◆ Exercise task ◆
All the data should come back exactly as it was given.

# START OF Dataset records

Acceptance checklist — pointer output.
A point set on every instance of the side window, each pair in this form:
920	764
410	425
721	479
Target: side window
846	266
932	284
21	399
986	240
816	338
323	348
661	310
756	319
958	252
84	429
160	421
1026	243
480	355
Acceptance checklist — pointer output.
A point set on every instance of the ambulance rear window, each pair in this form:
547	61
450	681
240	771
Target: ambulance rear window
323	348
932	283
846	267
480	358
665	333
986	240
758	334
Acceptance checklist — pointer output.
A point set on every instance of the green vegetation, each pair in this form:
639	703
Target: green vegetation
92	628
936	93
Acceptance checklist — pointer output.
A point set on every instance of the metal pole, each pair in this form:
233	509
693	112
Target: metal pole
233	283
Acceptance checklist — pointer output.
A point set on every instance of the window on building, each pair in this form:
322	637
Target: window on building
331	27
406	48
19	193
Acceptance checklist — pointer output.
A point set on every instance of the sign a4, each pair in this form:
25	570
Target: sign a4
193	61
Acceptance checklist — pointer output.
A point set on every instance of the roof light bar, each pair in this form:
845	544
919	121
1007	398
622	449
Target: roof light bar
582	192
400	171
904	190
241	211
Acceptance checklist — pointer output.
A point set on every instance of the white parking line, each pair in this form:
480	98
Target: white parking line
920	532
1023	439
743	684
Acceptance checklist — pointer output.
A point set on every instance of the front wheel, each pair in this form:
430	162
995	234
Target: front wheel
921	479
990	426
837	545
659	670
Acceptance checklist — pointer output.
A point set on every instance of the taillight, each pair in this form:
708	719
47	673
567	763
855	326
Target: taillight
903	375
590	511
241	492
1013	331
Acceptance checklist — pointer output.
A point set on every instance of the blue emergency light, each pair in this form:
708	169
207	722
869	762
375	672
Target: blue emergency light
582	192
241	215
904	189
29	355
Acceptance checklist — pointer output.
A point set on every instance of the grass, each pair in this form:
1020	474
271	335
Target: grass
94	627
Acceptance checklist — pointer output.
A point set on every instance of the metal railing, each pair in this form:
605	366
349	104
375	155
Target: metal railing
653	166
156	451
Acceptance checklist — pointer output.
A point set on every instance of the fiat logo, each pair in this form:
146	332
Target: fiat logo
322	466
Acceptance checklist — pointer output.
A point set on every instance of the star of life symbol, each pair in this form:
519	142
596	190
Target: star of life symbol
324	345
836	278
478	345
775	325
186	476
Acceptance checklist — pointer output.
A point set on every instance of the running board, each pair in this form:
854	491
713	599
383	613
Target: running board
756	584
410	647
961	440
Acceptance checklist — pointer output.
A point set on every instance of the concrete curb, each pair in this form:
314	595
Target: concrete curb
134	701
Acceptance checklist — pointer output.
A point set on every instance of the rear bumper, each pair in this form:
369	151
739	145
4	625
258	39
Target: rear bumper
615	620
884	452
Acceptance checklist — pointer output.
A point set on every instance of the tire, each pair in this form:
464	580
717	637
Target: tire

# END OF Dataset records

◆ Correct answer ◆
Acceptance checklist — pointer output.
A point set on every instance of the side window, each pair in this form:
920	764
410	425
721	479
Target: side window
846	266
932	284
21	399
986	240
816	338
323	348
661	310
756	319
958	252
84	429
160	421
1026	243
480	355
Acceptance checklist — pointer output.
A point set on every instance of the ambulance rear window, each pair in this form:
547	61
450	681
240	771
Target: ambulance rear window
323	348
932	283
846	267
480	358
665	333
986	240
758	334
Acceptance checklist — pointer output.
A point set on every instance of the green vegetation, each pair in this form:
639	703
Target: green vegetation
92	628
936	93
Acceptance checklist — pointer output.
A point set on every instance of the metal pole, each pair in this form:
233	509
693	112
Target: metal pole
233	283
Acceptance checklist — pointer output.
A point set on every instance of the window on building, each pair in this form:
322	637
Target: window on building
331	27
406	48
19	193
Acceptance checklist — pointer output.
A point set on every instance of the sign a4, each pair in this form:
25	570
Target: sign a4
193	61
Acceptance checklist — pointer output.
A point set on every instance of the roof light bar, each pair in this form:
845	544
919	121
1007	398
622	449
Target: roof light bar
582	192
400	171
904	190
241	211
Acceptance checklist — pointer output.
A point set on every instance of the white parking line, each pair in this form:
480	98
Target: white parking line
920	532
1023	439
743	684
Acceptance checklist — pointer output.
A point set on every instance of the front wheel, each pair in this form:
430	162
995	234
Target: front wheel
921	479
990	426
837	545
659	670
Acceptance checklist — pointer output.
A point set on every instance of the taillight, each pair in this form:
708	719
47	673
567	763
855	326
Target: taillight
903	375
590	511
241	492
1013	331
Acceptance checklist — pointer output.
A point set on every instance of the blue emergency light, each pair in this form:
708	169
207	722
869	762
375	672
Target: blue emergency light
582	192
241	215
904	189
29	355
Acceptance checklist — pointer output.
A point set on every instance of the grass, each pair in this form:
1020	474
271	335
Target: grass
94	627
Acceptance checklist — pointer output.
A point set on every instance of the metal railing, each pair in this form:
605	366
349	104
375	155
Target: metal railing
653	166
156	451
Acceptance checklist — pointer output.
A point set on every instance of the fiat logo, each pair in this form:
146	332
Target: fiat logo
322	466
Acceptance checklist — pointer output.
A point set on every instance of the star of life symbol, each pair in this form:
519	142
596	190
Target: star of life symbol
324	345
836	278
478	345
775	325
186	476
Acceptance checklist — pointer output.
A point set on every instance of the running board, each pair in this form:
854	491
713	599
383	613
Target: running board
756	584
410	647
961	440
Acceptance checklist — pointer output.
A point set on every instance of the concrete curb, each pair in this form:
314	595
Target: concrete curb
134	701
Acceptance checklist — pointer output.
A point set on every instance of the rear bumper, each pair in this form:
369	151
739	145
4	625
258	39
Target: rear bumper
615	620
884	452
Acceptance checklist — pointer output.
A point set on every instance of the tire, each pair in this form:
464	580
717	637
Target: tire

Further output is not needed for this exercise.